#### Material for this exercise
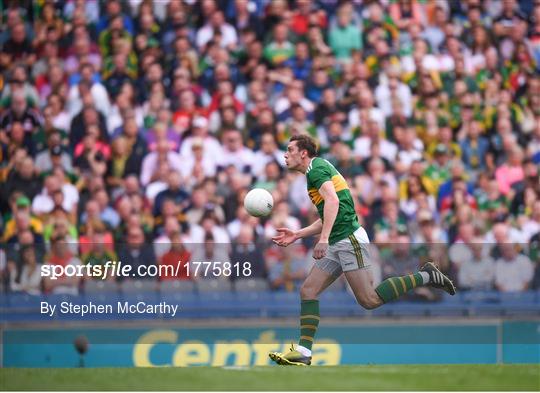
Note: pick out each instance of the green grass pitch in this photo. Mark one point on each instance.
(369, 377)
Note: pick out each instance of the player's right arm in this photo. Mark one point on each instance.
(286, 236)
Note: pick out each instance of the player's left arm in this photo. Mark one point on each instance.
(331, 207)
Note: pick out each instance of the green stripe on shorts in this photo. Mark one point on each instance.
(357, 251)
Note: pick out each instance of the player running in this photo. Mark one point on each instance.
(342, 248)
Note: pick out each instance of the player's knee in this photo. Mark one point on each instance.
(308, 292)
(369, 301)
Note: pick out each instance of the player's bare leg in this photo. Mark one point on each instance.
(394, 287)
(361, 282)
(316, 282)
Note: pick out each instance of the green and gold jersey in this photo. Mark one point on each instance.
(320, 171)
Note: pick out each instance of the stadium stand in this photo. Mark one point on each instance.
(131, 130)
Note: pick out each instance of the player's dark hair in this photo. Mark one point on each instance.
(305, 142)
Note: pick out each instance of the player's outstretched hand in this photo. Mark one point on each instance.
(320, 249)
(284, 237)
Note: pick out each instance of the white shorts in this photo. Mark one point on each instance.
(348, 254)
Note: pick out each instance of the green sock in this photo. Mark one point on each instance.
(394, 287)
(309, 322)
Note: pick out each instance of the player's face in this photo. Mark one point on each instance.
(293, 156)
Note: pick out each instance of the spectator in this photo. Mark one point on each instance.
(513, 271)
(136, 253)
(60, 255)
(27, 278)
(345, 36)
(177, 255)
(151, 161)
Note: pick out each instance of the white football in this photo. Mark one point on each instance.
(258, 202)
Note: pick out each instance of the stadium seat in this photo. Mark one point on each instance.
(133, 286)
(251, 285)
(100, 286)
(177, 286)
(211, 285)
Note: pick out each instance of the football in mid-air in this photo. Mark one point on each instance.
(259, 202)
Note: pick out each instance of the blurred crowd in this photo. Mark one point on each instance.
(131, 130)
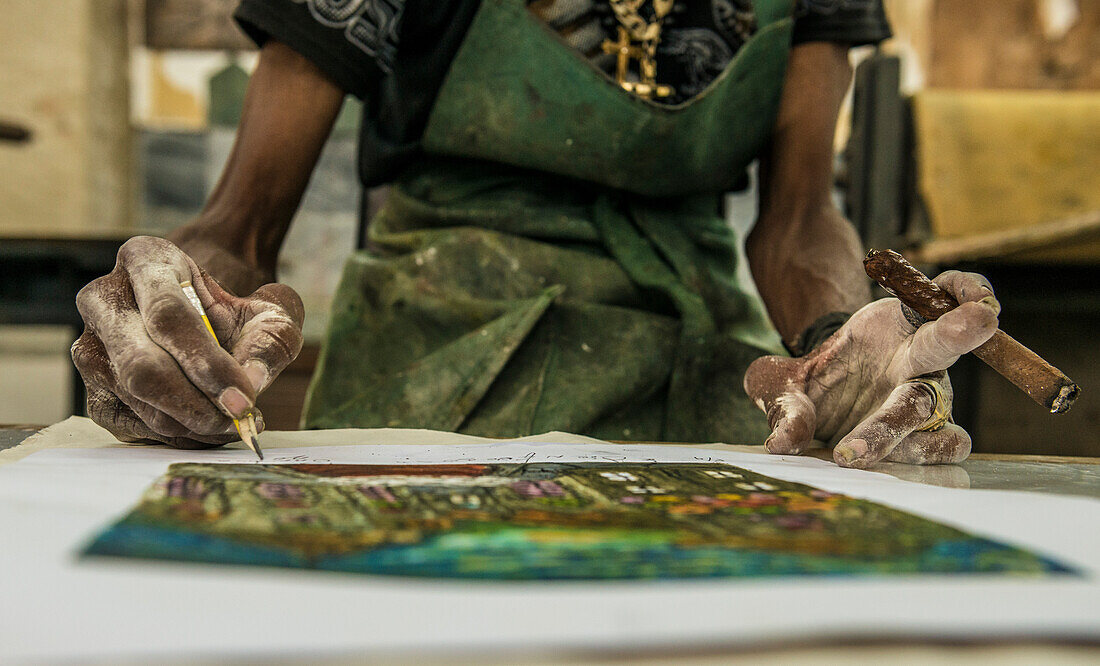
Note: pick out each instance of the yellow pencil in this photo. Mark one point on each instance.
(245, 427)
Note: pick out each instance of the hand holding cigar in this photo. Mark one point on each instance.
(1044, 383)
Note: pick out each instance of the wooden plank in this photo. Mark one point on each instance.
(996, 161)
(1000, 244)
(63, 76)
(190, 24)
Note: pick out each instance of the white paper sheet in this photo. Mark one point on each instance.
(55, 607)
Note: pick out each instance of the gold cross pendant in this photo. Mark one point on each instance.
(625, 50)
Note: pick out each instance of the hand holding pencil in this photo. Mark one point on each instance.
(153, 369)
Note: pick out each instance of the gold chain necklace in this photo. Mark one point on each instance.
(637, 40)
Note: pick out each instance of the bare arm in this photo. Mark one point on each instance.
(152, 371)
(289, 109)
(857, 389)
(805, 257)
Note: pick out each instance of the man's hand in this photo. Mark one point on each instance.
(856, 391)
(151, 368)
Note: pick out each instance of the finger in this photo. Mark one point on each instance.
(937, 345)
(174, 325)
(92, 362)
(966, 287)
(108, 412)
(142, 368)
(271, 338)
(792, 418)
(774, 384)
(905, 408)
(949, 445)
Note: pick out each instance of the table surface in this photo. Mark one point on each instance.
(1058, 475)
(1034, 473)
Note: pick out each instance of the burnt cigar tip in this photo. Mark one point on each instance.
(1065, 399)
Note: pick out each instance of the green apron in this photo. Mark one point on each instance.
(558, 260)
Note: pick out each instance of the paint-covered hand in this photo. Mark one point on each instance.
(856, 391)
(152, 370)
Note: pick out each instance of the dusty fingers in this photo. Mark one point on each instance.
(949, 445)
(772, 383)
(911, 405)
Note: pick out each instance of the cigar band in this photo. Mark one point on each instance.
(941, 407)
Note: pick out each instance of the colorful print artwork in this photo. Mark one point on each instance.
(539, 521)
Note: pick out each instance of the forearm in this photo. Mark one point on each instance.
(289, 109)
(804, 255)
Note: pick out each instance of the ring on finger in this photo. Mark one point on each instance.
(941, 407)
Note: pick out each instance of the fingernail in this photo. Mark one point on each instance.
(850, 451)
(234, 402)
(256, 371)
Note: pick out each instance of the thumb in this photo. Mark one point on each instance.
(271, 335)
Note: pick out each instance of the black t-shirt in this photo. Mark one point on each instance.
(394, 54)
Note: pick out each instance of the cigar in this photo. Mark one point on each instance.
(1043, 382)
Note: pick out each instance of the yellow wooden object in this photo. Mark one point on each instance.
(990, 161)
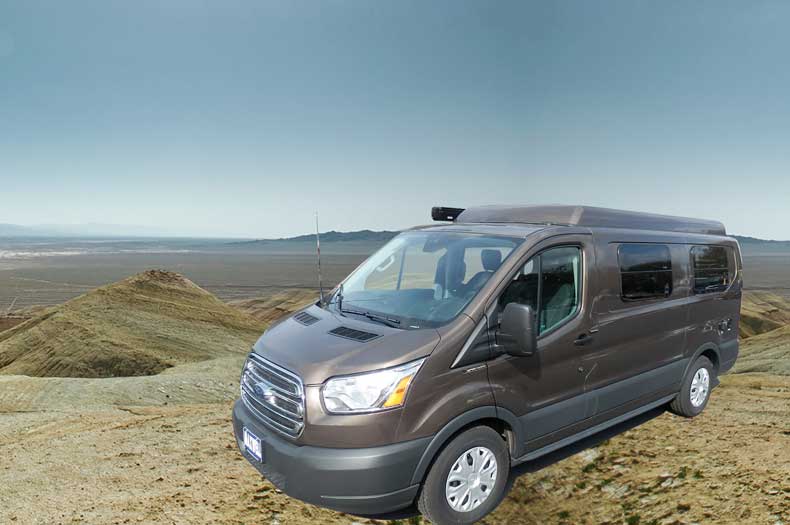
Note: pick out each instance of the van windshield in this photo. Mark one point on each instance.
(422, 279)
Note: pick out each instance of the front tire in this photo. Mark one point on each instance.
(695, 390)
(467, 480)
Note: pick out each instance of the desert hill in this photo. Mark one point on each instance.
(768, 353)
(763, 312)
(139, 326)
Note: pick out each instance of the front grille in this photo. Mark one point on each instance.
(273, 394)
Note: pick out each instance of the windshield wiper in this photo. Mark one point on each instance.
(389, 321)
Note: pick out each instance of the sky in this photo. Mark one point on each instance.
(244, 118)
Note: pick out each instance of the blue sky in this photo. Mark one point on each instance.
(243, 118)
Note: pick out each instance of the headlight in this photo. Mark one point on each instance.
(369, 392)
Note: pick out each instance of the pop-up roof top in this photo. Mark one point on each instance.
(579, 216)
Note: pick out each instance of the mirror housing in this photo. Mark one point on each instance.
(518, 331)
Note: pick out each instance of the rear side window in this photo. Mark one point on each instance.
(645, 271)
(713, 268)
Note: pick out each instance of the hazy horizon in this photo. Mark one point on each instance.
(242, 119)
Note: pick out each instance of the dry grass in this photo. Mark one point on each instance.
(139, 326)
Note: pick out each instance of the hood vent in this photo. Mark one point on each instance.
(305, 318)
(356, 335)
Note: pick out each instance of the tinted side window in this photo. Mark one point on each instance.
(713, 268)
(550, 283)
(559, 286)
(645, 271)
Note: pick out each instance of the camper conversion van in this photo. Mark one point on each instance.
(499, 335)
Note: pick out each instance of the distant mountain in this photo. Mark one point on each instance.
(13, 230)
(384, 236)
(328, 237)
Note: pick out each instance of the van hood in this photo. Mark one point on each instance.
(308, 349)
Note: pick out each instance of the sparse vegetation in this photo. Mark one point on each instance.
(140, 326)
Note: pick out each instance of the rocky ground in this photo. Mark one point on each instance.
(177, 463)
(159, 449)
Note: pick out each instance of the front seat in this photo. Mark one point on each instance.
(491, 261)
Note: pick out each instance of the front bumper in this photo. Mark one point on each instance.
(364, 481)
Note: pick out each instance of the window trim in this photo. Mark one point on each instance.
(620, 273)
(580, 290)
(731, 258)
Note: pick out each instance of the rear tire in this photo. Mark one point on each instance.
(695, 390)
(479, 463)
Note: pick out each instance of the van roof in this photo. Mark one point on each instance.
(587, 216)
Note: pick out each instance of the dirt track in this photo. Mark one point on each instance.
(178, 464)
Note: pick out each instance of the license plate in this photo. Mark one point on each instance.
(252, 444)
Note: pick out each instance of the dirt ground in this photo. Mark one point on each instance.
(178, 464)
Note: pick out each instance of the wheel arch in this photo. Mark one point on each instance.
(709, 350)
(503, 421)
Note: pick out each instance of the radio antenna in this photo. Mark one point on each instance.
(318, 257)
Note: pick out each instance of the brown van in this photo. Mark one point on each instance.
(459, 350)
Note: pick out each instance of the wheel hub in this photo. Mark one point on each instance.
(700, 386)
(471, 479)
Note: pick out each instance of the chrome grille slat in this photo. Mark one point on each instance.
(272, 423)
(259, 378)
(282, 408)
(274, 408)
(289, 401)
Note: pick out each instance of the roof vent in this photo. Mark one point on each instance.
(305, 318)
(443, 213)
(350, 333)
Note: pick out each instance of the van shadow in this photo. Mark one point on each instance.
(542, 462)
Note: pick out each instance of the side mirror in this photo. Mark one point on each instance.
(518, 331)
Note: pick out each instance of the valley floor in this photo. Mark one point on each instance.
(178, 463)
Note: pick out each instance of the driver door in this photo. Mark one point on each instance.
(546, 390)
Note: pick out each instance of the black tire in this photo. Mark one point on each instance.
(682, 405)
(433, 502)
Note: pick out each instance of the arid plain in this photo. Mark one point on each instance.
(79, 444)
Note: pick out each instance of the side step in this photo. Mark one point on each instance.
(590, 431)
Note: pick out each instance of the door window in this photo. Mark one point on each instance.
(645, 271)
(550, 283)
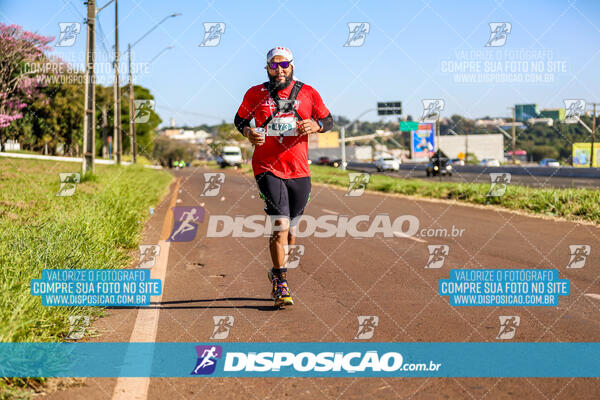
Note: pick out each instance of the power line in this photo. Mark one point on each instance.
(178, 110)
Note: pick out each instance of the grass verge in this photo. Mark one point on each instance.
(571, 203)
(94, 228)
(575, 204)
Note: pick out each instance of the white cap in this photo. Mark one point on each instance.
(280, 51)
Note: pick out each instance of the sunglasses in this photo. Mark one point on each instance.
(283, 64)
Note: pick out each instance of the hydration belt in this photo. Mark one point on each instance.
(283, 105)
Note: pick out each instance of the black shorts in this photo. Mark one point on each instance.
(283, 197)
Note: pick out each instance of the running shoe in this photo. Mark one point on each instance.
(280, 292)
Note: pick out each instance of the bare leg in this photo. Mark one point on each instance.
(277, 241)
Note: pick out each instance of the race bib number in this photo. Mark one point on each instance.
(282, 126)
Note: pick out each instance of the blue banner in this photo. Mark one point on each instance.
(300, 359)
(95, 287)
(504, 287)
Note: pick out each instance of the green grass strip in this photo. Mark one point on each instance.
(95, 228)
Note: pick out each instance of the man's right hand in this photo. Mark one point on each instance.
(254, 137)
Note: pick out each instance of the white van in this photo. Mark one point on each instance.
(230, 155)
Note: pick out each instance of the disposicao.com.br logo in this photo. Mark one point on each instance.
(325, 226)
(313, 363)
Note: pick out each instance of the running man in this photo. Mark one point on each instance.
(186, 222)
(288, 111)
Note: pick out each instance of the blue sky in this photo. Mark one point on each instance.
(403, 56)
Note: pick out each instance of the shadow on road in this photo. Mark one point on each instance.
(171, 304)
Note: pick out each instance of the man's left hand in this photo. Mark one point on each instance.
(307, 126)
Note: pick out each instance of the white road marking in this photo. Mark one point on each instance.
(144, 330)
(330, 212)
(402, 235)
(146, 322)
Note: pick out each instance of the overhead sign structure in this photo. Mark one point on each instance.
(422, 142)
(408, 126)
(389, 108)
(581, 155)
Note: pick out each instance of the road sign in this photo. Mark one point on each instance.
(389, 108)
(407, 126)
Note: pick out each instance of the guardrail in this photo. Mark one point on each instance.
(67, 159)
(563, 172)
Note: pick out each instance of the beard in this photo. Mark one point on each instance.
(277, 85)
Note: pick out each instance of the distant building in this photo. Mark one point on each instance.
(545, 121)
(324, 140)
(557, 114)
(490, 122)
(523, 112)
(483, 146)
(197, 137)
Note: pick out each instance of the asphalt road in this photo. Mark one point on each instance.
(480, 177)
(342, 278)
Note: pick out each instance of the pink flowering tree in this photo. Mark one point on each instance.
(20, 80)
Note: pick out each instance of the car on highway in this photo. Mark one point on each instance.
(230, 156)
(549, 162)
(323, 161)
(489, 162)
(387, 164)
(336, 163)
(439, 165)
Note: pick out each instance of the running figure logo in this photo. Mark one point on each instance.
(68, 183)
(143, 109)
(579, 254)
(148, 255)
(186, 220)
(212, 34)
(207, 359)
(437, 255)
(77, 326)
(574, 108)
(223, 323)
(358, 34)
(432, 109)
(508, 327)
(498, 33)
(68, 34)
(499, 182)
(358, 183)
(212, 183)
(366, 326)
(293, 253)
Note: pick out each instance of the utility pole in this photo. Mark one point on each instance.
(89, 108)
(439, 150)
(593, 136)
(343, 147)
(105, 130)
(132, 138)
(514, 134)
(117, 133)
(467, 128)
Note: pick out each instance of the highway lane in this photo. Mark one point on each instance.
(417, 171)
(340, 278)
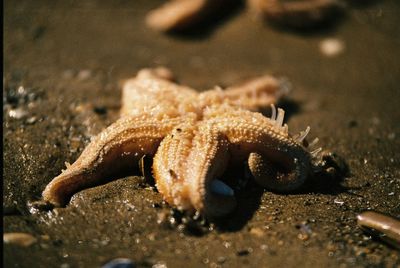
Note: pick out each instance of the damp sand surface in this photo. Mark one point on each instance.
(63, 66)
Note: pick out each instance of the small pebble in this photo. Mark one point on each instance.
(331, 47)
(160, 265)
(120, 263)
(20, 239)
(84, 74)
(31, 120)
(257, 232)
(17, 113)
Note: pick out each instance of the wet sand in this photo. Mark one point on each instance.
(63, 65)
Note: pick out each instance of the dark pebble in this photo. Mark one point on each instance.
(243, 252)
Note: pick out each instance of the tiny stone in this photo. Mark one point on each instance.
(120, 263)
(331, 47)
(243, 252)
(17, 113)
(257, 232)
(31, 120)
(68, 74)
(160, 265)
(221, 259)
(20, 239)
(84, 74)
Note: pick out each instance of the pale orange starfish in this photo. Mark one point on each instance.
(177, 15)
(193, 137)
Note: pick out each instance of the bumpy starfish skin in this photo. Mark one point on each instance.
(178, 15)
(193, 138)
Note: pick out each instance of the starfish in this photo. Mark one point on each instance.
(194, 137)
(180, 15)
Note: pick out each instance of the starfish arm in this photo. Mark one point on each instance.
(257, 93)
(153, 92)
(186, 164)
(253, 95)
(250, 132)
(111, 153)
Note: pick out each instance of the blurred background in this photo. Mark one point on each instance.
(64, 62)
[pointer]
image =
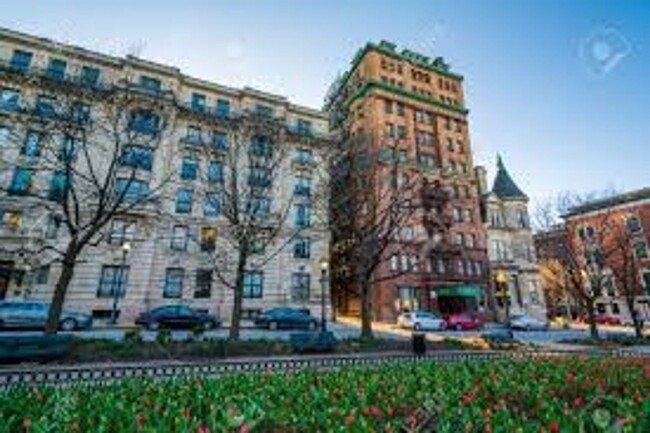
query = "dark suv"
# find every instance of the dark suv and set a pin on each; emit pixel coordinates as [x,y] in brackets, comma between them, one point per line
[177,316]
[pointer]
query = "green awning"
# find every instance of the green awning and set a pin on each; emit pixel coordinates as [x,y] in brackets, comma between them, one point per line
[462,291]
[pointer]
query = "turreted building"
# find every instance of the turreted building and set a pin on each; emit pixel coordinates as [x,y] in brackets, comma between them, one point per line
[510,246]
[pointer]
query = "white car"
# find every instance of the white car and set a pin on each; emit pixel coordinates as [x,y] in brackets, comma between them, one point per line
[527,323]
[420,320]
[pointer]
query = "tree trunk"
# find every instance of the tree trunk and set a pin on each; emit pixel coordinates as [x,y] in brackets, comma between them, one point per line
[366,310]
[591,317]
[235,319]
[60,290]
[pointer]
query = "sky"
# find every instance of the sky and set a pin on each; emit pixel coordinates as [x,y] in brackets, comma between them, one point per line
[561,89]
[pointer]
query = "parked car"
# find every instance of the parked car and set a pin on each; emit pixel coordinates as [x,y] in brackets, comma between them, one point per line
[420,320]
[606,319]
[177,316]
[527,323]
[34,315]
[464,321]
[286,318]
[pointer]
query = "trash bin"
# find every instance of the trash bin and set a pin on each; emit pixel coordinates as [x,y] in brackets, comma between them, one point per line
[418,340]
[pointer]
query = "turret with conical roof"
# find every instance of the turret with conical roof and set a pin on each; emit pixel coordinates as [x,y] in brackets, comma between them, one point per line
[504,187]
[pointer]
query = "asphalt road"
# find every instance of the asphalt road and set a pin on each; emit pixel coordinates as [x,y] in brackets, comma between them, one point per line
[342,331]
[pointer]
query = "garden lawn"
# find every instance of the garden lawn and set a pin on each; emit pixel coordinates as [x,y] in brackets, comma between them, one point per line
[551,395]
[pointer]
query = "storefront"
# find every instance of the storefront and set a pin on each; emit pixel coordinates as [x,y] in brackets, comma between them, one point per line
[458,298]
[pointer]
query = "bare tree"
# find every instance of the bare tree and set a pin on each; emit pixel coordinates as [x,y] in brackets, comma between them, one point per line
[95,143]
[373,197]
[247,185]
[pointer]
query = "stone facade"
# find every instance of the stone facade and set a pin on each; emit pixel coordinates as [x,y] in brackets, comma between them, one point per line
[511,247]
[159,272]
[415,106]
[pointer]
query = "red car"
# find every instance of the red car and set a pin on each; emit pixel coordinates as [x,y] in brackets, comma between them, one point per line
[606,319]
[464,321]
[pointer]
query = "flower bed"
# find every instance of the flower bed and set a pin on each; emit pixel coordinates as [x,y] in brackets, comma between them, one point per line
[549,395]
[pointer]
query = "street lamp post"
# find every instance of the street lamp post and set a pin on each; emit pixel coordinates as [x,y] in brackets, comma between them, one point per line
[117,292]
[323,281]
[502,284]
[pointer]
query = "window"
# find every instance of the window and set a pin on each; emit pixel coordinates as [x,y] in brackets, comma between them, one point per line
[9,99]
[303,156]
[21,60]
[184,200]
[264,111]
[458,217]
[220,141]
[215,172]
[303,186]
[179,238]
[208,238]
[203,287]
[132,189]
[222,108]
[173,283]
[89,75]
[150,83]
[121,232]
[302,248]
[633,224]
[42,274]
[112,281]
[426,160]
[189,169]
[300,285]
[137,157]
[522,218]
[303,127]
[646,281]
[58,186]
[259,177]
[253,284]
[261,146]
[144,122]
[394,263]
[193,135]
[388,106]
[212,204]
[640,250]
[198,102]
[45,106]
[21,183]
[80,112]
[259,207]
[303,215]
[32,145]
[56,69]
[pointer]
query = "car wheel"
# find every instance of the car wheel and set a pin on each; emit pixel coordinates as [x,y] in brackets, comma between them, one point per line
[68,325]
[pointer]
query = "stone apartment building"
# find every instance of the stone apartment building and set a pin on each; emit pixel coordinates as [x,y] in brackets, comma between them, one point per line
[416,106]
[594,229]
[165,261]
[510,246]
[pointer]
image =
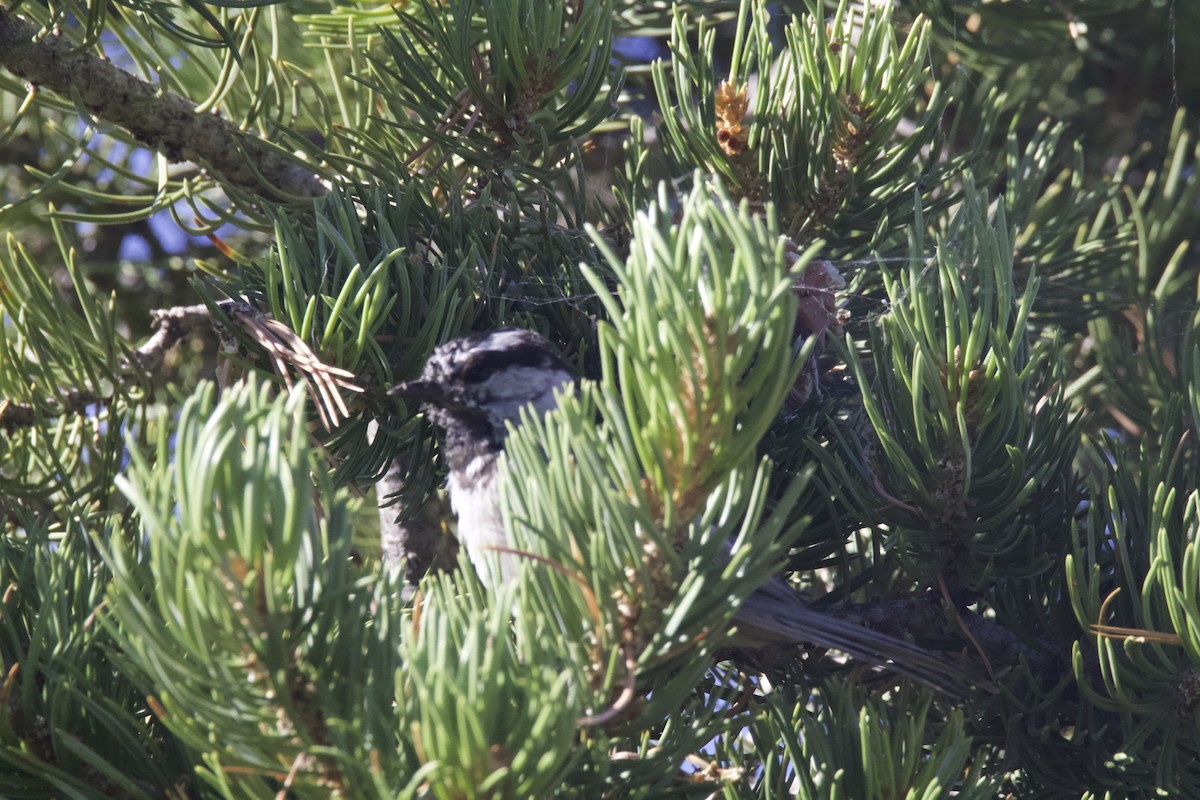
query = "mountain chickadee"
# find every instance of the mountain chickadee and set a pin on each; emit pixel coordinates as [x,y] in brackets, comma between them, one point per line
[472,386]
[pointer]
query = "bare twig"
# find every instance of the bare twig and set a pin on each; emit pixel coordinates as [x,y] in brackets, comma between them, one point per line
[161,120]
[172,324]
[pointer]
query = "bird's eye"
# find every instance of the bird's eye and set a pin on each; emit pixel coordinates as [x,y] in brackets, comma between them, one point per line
########
How to complete this task:
In the entries, find every line holding "bird" and copy it.

Finished exercise:
query = "bird's eye"
# find every instance of the bird's eye and set a pin on each; emit pixel coordinates as [x,y] in brackets, comma between them, one point per line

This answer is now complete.